__Goal of the exercise__.
Of the lines below, copy those that hold the word "horse".
** Data to process follows **
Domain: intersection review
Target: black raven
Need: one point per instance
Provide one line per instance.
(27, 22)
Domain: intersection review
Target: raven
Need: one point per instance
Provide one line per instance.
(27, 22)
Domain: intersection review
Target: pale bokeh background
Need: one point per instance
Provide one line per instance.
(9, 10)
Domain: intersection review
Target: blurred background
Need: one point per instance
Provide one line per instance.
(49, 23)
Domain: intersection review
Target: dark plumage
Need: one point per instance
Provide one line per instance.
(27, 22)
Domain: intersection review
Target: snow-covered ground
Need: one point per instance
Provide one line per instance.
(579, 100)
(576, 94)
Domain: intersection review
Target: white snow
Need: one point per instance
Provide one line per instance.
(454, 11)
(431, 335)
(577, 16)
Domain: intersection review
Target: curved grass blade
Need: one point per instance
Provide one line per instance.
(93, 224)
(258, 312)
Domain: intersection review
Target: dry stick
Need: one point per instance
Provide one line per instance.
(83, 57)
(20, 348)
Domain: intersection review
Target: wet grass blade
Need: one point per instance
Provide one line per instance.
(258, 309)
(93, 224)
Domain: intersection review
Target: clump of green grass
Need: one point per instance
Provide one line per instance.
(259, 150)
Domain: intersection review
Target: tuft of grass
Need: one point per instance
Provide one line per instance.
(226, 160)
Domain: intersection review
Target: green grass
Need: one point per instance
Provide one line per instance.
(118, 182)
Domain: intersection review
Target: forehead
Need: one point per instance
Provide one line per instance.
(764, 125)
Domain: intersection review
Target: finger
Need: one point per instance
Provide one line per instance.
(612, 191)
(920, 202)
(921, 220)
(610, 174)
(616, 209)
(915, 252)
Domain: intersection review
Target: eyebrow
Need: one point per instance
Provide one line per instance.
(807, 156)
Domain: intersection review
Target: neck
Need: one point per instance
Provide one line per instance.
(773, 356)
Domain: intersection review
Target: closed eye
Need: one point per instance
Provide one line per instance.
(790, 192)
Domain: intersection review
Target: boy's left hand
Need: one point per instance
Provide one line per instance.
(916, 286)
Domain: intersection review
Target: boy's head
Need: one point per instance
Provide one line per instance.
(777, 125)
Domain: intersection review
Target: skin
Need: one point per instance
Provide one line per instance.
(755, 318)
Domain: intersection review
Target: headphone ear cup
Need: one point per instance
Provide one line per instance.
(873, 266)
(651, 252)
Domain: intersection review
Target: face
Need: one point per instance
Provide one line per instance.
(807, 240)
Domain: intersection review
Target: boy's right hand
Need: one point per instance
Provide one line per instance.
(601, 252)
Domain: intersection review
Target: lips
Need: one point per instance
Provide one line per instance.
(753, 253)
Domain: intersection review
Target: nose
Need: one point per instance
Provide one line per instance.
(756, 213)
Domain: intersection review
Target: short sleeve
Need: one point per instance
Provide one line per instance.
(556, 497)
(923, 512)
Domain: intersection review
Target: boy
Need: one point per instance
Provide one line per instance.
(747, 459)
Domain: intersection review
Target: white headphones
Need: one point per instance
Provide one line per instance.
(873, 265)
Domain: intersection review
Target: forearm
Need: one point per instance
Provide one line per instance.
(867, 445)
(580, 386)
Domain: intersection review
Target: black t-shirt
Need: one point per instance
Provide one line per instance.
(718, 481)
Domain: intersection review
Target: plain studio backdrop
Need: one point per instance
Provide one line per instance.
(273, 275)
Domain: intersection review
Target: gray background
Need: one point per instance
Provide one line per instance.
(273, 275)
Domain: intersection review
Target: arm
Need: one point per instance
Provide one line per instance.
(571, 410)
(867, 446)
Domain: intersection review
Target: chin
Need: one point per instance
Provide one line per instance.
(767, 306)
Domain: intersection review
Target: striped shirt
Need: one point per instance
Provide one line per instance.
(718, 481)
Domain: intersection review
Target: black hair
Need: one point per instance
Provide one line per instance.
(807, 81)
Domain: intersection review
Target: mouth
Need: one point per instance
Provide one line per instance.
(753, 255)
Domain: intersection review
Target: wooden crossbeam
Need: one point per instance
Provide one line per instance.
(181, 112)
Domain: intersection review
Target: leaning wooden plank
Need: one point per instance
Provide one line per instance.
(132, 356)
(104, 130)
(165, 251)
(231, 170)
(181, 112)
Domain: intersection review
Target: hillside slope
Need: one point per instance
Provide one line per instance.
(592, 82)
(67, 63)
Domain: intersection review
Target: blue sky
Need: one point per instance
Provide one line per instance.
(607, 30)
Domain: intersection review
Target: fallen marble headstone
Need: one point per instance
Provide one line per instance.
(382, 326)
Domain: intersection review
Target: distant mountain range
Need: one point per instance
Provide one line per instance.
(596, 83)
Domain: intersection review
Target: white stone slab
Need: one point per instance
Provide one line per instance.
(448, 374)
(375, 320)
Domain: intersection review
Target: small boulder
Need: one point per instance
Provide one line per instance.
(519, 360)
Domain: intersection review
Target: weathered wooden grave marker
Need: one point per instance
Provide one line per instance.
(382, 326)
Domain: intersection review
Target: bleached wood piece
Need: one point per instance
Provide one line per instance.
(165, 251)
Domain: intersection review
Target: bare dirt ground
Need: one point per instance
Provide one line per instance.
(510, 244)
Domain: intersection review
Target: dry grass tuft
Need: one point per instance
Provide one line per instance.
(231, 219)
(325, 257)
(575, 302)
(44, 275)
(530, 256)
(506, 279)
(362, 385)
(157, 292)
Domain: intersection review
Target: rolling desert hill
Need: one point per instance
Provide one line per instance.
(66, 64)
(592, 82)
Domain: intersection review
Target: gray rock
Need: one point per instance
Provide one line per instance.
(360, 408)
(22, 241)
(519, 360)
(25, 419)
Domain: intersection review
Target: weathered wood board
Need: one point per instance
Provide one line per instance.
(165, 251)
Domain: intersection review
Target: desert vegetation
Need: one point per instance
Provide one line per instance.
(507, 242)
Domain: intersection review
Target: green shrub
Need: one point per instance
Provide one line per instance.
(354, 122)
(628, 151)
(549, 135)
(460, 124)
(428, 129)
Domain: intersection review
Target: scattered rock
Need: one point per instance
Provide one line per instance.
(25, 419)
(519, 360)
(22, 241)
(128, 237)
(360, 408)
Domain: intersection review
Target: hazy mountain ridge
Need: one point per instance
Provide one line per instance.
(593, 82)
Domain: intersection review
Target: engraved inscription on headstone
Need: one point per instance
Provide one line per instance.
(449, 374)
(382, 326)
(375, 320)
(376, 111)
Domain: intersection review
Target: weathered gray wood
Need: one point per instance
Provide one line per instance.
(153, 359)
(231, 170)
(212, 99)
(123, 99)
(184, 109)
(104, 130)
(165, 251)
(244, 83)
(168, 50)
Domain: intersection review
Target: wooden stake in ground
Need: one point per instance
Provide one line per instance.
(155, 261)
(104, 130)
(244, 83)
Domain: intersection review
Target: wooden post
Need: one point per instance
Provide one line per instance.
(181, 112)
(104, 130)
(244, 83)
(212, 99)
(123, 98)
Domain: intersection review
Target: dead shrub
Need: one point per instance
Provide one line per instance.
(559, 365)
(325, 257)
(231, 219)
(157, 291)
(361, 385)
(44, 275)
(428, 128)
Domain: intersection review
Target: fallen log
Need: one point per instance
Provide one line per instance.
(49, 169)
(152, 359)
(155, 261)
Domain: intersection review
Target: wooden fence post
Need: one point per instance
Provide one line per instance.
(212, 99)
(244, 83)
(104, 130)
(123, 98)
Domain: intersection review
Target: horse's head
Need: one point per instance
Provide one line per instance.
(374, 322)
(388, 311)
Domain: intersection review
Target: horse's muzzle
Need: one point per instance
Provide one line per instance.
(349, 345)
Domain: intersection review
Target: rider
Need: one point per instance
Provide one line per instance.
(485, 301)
** End of Data to process **
** Data to process follows **
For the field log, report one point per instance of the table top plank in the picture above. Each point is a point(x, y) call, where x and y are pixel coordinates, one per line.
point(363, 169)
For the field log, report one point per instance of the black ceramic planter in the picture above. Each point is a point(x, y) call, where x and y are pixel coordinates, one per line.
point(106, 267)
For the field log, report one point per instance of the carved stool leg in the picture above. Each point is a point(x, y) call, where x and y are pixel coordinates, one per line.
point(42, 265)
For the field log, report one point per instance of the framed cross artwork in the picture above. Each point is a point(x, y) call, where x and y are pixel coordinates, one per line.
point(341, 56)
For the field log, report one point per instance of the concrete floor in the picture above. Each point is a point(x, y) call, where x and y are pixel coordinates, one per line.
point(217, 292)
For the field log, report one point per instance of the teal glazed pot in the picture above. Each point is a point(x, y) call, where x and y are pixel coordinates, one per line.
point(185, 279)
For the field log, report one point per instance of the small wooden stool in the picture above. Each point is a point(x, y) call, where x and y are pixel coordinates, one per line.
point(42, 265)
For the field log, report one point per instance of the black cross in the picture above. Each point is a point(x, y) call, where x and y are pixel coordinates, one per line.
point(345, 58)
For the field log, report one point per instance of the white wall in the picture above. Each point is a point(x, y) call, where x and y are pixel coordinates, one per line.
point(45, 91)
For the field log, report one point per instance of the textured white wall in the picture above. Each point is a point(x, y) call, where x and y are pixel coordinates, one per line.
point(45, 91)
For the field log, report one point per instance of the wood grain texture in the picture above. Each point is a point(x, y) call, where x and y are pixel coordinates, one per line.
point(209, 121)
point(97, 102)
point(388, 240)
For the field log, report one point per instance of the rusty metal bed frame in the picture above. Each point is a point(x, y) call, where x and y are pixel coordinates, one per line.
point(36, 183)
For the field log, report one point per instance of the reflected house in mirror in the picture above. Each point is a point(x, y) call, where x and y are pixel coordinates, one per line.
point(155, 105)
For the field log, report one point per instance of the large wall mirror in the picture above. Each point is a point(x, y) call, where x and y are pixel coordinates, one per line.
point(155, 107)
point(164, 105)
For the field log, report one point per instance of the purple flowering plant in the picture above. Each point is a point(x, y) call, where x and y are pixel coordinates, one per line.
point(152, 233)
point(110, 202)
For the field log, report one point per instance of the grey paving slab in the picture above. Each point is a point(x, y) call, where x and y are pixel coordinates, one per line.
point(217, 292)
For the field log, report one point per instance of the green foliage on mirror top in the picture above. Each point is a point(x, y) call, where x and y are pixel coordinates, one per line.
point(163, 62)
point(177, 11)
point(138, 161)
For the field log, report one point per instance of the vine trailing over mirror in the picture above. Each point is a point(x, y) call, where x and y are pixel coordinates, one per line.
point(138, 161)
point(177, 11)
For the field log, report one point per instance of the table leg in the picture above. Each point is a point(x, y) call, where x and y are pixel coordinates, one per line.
** End of Data to process **
** Data to process follows **
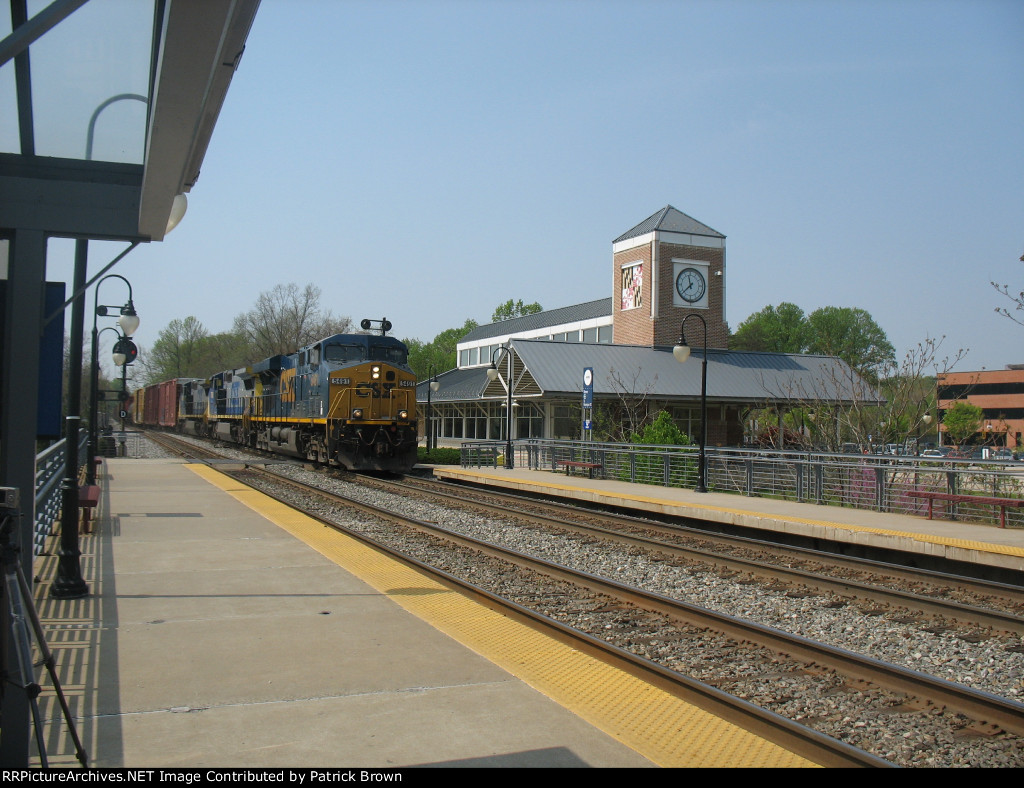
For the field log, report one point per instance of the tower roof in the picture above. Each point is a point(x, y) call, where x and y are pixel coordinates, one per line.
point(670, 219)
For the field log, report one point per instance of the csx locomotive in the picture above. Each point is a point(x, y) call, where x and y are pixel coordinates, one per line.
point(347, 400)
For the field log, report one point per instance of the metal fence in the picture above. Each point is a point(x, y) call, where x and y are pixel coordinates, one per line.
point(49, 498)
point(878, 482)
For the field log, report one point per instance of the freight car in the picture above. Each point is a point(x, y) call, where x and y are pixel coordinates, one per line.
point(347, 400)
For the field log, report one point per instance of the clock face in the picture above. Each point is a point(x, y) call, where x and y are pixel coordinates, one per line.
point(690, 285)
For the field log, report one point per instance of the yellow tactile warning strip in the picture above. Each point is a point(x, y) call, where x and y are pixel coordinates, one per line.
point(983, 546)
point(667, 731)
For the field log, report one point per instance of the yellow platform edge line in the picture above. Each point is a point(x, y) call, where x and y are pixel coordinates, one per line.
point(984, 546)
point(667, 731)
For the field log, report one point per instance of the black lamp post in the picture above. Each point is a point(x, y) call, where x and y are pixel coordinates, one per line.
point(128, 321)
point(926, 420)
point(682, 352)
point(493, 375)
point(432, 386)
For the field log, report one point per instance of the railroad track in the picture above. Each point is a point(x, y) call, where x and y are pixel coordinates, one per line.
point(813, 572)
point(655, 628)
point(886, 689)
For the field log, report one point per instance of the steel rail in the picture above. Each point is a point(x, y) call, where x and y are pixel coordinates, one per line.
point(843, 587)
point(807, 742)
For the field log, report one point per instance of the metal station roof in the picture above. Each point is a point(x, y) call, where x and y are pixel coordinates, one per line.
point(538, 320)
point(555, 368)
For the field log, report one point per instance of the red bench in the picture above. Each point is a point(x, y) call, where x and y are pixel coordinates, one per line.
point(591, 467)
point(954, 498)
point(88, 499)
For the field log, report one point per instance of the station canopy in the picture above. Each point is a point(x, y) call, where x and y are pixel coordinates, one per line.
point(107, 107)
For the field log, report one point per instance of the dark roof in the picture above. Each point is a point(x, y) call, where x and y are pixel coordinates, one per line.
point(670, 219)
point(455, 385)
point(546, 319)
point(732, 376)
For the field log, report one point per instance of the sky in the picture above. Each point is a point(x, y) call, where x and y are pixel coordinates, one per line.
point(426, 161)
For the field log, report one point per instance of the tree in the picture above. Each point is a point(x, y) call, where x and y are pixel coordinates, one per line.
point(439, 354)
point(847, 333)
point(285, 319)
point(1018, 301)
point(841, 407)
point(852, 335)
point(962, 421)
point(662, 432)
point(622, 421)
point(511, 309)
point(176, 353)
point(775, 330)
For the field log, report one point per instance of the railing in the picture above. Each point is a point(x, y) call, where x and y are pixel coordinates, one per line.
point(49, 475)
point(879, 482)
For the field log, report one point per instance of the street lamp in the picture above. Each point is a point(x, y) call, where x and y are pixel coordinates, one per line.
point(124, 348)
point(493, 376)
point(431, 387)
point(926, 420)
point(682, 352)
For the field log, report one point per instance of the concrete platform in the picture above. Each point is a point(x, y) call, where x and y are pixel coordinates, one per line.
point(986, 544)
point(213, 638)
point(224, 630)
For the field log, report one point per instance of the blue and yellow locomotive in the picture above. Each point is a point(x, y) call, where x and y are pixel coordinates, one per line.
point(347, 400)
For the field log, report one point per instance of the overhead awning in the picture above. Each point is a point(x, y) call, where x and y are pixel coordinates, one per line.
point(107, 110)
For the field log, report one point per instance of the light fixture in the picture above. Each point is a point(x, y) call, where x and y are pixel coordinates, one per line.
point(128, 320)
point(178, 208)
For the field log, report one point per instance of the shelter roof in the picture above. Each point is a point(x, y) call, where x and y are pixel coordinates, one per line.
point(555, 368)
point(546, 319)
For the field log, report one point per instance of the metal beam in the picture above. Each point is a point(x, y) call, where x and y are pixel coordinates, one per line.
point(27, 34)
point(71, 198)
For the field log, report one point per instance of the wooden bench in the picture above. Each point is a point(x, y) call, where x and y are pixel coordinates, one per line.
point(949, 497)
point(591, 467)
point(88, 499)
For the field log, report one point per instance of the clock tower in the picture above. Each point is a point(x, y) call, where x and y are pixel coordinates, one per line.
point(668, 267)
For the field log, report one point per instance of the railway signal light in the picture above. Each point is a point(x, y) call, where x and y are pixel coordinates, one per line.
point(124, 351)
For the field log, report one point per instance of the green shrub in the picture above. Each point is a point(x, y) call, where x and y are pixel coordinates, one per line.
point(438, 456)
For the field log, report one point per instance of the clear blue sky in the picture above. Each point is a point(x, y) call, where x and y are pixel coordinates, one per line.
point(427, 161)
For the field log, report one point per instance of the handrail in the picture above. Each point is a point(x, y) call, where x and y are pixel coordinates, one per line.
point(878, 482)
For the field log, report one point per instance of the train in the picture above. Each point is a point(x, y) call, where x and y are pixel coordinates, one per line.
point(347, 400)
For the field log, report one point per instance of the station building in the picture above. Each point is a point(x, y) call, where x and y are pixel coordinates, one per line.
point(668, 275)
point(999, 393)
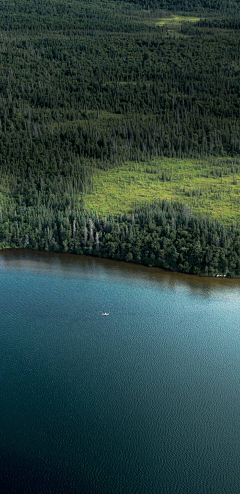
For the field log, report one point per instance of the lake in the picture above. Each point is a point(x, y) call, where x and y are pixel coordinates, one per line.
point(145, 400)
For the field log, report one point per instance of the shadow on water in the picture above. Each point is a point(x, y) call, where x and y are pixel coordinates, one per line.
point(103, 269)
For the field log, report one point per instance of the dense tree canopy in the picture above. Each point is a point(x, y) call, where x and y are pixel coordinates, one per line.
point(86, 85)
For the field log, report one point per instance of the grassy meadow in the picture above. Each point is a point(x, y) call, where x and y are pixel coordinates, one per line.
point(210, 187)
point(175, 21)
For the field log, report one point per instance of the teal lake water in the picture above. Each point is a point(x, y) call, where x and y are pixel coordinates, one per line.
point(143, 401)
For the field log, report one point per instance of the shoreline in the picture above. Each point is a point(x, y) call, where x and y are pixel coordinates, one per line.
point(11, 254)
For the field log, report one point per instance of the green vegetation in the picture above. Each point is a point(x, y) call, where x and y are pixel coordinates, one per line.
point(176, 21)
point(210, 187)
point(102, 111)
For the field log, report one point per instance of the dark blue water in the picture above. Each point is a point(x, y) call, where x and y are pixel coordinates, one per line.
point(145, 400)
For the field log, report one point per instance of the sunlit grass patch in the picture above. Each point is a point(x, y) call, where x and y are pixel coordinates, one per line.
** End of Data to process **
__Answer__.
Target: horse's head
Target: horse's muzzle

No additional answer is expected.